» **Aim of the exercise**
Rewrite the lines from the one containing "the green hillside." through the one containing "[36,1,199,480]", replacing "instance" with "occurrence" and keeping everything else unchanged.

□ □ □

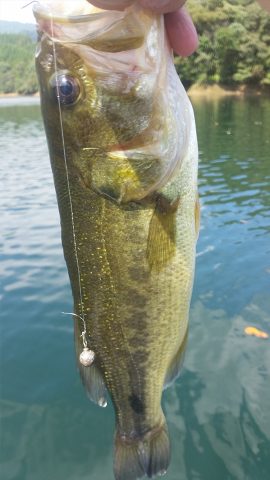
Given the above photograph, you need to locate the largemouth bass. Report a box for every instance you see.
[34,0,199,480]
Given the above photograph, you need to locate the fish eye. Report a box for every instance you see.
[50,73,80,105]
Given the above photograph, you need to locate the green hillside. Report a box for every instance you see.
[175,0,270,87]
[0,0,270,94]
[0,33,38,95]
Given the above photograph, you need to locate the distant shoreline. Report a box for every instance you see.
[187,84,270,98]
[0,84,270,100]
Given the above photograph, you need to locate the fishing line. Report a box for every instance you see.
[50,12,95,366]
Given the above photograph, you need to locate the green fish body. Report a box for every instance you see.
[36,1,199,480]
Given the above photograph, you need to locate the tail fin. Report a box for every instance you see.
[114,423,170,480]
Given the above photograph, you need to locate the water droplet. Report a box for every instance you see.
[98,397,108,408]
[157,469,167,477]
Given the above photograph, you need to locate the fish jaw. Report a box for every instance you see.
[37,7,190,203]
[34,1,198,480]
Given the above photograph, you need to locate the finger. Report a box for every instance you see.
[165,8,199,57]
[87,0,135,10]
[139,0,186,13]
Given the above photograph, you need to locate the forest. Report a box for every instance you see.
[0,0,270,95]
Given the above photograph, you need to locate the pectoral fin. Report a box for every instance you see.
[147,195,179,271]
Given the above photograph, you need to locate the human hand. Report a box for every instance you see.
[88,0,198,57]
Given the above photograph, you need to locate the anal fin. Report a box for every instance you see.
[74,319,107,407]
[163,330,188,390]
[114,421,170,480]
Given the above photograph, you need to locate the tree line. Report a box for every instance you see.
[0,0,270,94]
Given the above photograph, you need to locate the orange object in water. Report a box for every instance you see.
[245,327,269,338]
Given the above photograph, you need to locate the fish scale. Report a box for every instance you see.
[34,0,199,480]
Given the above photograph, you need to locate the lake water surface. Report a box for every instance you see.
[0,97,270,480]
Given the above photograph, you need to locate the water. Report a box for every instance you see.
[0,94,270,480]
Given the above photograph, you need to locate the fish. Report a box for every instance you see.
[34,0,200,480]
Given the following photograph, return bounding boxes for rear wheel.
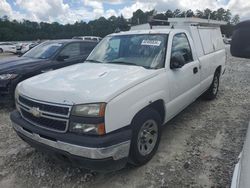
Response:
[129,108,161,166]
[204,71,220,100]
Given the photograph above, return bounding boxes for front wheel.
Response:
[129,108,161,166]
[204,72,220,100]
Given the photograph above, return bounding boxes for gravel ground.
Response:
[0,47,250,188]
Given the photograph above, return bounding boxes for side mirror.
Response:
[170,53,185,69]
[56,55,69,61]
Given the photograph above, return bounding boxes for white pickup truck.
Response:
[11,18,226,170]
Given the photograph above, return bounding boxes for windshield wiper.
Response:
[107,61,138,66]
[107,61,149,69]
[86,59,103,63]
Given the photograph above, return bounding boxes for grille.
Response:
[18,96,70,132]
[19,96,69,115]
[21,109,67,131]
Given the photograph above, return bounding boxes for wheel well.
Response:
[135,99,165,123]
[215,65,221,75]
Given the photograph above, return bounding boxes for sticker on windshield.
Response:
[141,40,161,46]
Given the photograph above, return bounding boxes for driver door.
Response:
[167,33,200,118]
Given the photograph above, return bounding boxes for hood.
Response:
[18,63,158,105]
[0,57,48,74]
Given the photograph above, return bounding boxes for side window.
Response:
[60,43,81,59]
[171,33,193,63]
[81,42,97,55]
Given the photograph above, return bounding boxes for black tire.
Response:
[203,71,220,100]
[129,108,161,166]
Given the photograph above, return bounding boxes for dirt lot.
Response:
[0,48,250,188]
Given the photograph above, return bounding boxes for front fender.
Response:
[105,72,169,133]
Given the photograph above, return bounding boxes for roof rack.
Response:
[168,17,227,26]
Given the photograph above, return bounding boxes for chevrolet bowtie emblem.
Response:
[30,107,42,117]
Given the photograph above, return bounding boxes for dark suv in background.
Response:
[0,39,98,101]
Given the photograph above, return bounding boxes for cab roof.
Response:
[108,29,171,36]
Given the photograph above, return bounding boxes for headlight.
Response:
[69,122,105,135]
[69,103,106,135]
[71,103,106,117]
[0,74,18,80]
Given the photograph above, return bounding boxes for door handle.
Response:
[193,67,198,74]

□ □ □

» **Task result**
Given the above photograph, you need to locate the green hillside. Report a box for every occurrence you see.
[175,0,270,87]
[0,0,270,94]
[0,33,38,95]
Given the above photograph, you need to locate the distant shoreline. Report a box for every occurrence you see.
[187,84,270,98]
[0,84,270,100]
Given the above photograph, you need to locate the fishing line. Report a box for every occurrence you see.
[50,12,95,366]
Given the above photograph, you need to locate the green fish body. Report a box for every occurrence you see.
[36,1,199,480]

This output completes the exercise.